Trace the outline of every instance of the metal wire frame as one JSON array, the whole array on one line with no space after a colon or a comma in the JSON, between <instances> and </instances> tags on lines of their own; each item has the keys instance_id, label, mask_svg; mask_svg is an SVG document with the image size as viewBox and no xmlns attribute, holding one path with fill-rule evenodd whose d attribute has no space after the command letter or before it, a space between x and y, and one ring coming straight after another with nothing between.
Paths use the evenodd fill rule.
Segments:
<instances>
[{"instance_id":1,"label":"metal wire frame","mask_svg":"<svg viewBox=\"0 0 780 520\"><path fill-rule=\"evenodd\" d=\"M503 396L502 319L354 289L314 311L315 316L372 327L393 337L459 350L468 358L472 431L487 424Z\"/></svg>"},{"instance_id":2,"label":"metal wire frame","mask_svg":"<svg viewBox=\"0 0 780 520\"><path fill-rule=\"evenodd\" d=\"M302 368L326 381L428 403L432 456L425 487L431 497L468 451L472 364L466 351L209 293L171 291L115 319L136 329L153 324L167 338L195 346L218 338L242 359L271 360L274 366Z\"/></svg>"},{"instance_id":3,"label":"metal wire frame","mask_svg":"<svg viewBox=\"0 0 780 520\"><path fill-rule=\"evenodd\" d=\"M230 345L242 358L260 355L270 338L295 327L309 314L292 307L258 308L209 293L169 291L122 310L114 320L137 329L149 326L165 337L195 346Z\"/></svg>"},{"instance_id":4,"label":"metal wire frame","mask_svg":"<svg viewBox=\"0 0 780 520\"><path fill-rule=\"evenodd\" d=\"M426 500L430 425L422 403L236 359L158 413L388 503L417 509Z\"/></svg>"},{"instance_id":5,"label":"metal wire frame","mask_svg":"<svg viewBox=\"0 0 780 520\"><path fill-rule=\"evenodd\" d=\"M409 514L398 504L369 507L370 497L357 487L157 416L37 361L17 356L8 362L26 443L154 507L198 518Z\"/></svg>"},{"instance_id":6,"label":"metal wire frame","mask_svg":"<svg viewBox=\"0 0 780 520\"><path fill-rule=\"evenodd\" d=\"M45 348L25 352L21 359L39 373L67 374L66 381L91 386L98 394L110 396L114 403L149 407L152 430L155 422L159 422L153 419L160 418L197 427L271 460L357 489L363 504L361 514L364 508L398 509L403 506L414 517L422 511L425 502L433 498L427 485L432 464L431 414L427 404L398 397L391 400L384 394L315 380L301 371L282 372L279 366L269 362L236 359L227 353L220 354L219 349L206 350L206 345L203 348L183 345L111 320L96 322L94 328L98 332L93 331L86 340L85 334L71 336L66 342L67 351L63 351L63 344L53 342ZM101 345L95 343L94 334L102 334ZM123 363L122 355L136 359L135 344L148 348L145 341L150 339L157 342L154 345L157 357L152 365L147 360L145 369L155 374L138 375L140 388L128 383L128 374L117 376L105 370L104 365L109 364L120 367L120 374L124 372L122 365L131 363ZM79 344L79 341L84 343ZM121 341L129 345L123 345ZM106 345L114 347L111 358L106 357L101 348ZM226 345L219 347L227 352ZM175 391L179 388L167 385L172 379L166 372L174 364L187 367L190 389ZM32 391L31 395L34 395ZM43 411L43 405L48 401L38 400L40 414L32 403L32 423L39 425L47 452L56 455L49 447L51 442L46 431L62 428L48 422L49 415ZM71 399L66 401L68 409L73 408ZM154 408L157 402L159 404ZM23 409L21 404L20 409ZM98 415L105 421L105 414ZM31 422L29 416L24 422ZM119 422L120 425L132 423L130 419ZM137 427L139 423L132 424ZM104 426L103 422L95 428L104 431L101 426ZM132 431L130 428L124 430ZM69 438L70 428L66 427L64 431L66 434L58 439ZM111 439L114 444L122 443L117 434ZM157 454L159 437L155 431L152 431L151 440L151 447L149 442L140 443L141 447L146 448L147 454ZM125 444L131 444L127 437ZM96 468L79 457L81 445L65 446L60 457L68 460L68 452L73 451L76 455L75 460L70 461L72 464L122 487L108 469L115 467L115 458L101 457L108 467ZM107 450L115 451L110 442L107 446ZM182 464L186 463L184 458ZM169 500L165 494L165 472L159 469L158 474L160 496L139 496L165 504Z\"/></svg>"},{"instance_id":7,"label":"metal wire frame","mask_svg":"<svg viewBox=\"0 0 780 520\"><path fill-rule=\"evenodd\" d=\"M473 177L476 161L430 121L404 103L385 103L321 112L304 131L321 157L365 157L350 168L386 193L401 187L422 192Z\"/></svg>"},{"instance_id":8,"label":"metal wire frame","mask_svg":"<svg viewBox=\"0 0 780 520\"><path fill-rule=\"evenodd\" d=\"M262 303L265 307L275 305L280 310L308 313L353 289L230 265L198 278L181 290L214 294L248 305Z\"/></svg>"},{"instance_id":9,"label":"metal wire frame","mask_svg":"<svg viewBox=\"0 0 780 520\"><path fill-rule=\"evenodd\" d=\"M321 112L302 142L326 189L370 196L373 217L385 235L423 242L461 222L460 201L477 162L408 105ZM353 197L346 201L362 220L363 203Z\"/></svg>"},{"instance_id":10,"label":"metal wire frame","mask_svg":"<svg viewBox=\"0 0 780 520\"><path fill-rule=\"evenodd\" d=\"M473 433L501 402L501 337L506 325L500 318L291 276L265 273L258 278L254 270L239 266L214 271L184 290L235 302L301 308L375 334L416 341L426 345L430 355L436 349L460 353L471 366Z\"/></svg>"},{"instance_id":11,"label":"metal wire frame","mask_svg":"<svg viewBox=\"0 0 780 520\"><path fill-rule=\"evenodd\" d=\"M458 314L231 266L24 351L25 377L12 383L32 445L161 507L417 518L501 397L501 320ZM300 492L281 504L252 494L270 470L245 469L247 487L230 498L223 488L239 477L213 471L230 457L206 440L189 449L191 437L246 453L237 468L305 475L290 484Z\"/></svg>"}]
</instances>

▸ **REQUIRED ACTION**:
Find every line above that contains the word "instances", and return each one.

▸ **REPLY**:
Trace the outline of every instance of the metal wire frame as one JSON array, the whole array on one line with no space after a colon or a comma in the JSON, between <instances> and </instances> tags on lines of their own; each item has the keys instance_id, label, mask_svg; mask_svg is an SVG document with the image size as viewBox and no xmlns attribute, holding one path with fill-rule evenodd whose d attribute has no space after the command letter or before it, a space between x and y, and one ring coming straight after another with nothing between.
<instances>
</instances>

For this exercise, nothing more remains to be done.